▸ YOUR ASSIGNMENT
When the line containing "of the asphalt" is found in the data below, copy it and each line after it through the line containing "of the headlight", exactly and with no others.

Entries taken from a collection
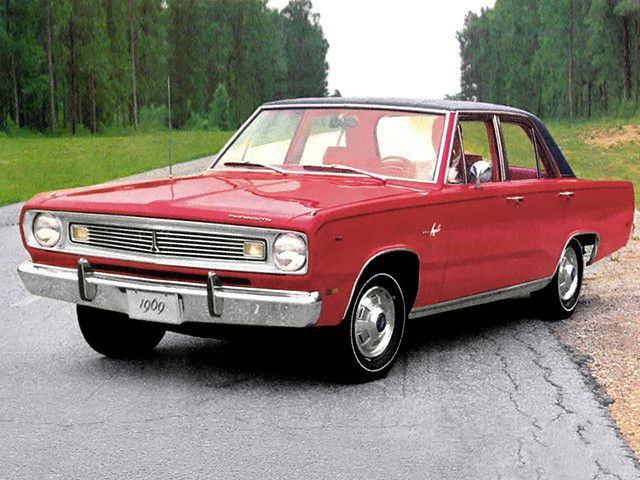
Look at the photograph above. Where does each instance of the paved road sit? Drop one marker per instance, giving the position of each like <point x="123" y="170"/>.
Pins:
<point x="488" y="393"/>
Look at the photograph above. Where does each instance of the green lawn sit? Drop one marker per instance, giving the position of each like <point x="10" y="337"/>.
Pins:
<point x="602" y="149"/>
<point x="32" y="164"/>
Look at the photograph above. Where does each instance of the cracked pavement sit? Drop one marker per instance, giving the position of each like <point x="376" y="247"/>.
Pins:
<point x="484" y="393"/>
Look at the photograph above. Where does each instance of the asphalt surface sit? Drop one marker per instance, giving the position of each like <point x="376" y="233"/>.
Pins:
<point x="486" y="393"/>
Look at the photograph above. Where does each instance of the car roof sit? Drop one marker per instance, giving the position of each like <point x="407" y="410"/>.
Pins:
<point x="446" y="105"/>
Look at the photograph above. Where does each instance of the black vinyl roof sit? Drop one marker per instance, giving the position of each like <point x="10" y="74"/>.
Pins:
<point x="445" y="105"/>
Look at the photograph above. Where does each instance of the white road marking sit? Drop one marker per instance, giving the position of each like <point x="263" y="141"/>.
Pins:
<point x="25" y="302"/>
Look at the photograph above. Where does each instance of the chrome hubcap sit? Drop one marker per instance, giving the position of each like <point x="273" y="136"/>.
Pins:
<point x="568" y="274"/>
<point x="375" y="319"/>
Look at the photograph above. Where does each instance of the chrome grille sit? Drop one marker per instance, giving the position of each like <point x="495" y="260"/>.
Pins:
<point x="173" y="243"/>
<point x="120" y="238"/>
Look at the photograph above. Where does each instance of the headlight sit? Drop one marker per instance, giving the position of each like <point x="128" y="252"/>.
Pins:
<point x="47" y="230"/>
<point x="290" y="252"/>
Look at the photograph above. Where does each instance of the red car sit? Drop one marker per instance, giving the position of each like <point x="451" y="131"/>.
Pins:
<point x="353" y="214"/>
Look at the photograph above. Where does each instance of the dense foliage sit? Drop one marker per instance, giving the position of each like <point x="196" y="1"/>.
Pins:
<point x="554" y="57"/>
<point x="91" y="64"/>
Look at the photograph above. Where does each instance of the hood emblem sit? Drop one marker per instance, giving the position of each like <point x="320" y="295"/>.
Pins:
<point x="246" y="217"/>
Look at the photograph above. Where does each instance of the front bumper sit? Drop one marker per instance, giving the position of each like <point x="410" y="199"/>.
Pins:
<point x="198" y="303"/>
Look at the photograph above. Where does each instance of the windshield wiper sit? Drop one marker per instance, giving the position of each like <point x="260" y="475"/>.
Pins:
<point x="337" y="166"/>
<point x="250" y="164"/>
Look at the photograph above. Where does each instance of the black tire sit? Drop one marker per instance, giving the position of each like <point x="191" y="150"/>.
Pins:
<point x="552" y="304"/>
<point x="355" y="366"/>
<point x="115" y="335"/>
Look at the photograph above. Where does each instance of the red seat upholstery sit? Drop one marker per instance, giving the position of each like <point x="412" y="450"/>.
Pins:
<point x="342" y="156"/>
<point x="519" y="173"/>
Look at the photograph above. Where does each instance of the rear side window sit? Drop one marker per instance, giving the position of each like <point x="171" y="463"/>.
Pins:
<point x="474" y="142"/>
<point x="521" y="152"/>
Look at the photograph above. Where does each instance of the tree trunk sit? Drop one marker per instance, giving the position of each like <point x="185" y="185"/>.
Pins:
<point x="94" y="115"/>
<point x="14" y="75"/>
<point x="638" y="58"/>
<point x="627" y="58"/>
<point x="571" y="62"/>
<point x="73" y="109"/>
<point x="132" y="44"/>
<point x="52" y="88"/>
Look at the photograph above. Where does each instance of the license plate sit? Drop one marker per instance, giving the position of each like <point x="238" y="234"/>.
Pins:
<point x="155" y="307"/>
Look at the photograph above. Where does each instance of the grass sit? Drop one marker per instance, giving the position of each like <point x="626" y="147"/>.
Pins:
<point x="32" y="163"/>
<point x="583" y="143"/>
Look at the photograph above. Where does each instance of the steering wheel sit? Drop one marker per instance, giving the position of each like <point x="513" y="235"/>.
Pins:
<point x="397" y="166"/>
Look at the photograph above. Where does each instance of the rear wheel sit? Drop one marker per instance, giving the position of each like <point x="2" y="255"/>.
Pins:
<point x="558" y="300"/>
<point x="116" y="335"/>
<point x="371" y="334"/>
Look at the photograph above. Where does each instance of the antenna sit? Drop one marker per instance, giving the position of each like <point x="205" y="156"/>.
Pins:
<point x="170" y="128"/>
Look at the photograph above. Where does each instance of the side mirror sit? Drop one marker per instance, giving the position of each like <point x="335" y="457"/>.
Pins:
<point x="481" y="172"/>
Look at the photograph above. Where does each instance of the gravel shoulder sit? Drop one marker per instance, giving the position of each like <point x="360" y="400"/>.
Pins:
<point x="610" y="340"/>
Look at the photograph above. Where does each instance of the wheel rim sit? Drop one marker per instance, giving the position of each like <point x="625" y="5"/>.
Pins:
<point x="568" y="273"/>
<point x="374" y="322"/>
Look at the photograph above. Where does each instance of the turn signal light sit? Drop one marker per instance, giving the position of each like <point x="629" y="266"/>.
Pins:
<point x="79" y="234"/>
<point x="254" y="249"/>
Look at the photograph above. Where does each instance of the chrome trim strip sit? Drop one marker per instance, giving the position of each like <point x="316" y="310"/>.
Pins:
<point x="481" y="298"/>
<point x="233" y="305"/>
<point x="65" y="245"/>
<point x="497" y="134"/>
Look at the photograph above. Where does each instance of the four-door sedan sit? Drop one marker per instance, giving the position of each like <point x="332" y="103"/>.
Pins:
<point x="345" y="213"/>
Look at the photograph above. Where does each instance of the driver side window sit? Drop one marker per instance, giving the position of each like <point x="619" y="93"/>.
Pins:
<point x="474" y="142"/>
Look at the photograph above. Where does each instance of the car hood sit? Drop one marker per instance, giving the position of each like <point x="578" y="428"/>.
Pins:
<point x="239" y="197"/>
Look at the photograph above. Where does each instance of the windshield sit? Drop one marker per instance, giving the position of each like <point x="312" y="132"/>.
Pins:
<point x="381" y="142"/>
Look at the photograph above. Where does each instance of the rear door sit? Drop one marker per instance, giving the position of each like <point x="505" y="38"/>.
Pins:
<point x="532" y="190"/>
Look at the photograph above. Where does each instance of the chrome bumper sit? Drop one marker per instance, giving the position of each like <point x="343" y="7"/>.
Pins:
<point x="210" y="304"/>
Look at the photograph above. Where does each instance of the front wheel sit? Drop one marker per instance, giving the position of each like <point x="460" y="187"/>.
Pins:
<point x="371" y="334"/>
<point x="116" y="335"/>
<point x="558" y="300"/>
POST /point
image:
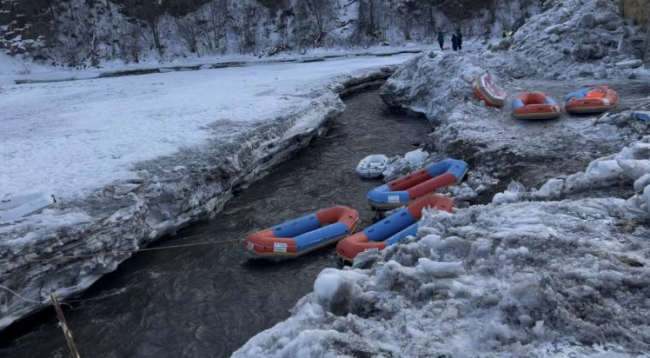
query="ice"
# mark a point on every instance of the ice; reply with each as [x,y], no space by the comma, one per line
[441,269]
[416,158]
[552,189]
[132,159]
[103,127]
[634,169]
[512,194]
[642,182]
[526,279]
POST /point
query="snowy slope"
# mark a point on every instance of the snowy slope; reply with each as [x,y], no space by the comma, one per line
[132,159]
[82,135]
[529,279]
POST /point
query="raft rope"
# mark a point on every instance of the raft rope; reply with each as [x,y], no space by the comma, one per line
[19,296]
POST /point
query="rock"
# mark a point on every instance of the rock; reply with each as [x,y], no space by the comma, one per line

▸ RESPONSE
Look at the photograph above. Where does each instance of the asphalt surface sit? Drop one marker per instance, giving the position of each like <point x="376" y="233"/>.
Pins:
<point x="486" y="393"/>
Look at the photograph above. Where does each instance of the car roof sit? Drop one marker per instance, giving the position of each like <point x="407" y="410"/>.
Pins:
<point x="446" y="105"/>
Look at the photograph above. Where does each instance of the black vinyl roof sit? Drop one marker per instance, giving the position of each like <point x="10" y="74"/>.
Pins:
<point x="445" y="105"/>
Look at the photograph above. Where does each instance of the white road marking sit? Drop one marker per instance, giving the position of each like <point x="263" y="141"/>.
Pins:
<point x="25" y="302"/>
Look at the photograph above. Where does each instance of the chrome hubcap sit? Drop one marker per instance, giving the position of each like <point x="273" y="136"/>.
Pins:
<point x="568" y="274"/>
<point x="375" y="319"/>
Look at the photograph above. Where does each instance of the chrome grille sit? Drop one marker per instance, giving the position of each like <point x="495" y="260"/>.
Pins:
<point x="173" y="243"/>
<point x="120" y="238"/>
Look at the photograph above. Where does each instance of the headlight sit? Drop one marker per instance, giving the position of each like <point x="128" y="252"/>.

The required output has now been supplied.